__STATED PROBLEM__.
Can you list the rows as a numbered list, starting at the line that contains "Identify the red" and ending at the last row, with blank lines omitted?

__AVAILABLE DATA__.
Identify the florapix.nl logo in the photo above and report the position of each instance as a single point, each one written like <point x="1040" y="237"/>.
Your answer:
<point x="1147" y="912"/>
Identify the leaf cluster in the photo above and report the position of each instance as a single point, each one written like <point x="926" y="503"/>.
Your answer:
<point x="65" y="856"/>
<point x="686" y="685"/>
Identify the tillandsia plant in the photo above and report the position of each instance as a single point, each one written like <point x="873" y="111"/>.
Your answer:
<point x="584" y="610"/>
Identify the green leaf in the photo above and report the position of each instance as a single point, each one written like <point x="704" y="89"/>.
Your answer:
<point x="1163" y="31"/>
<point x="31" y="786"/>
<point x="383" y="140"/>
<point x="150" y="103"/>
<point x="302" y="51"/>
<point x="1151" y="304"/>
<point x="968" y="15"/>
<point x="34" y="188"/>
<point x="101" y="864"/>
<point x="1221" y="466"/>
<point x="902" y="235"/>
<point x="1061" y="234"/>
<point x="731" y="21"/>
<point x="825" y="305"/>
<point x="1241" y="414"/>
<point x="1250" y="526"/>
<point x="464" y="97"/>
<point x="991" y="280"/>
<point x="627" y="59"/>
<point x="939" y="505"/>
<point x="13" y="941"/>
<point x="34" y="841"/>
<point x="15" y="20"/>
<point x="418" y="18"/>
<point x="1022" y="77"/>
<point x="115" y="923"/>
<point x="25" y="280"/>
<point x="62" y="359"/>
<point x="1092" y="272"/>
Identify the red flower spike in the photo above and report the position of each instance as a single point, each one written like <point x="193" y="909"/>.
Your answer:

__FINAL RESULT__.
1. Identify the red flower spike in the photo above and report the position of each instance as a single point, each one written like <point x="193" y="909"/>.
2. Your answer:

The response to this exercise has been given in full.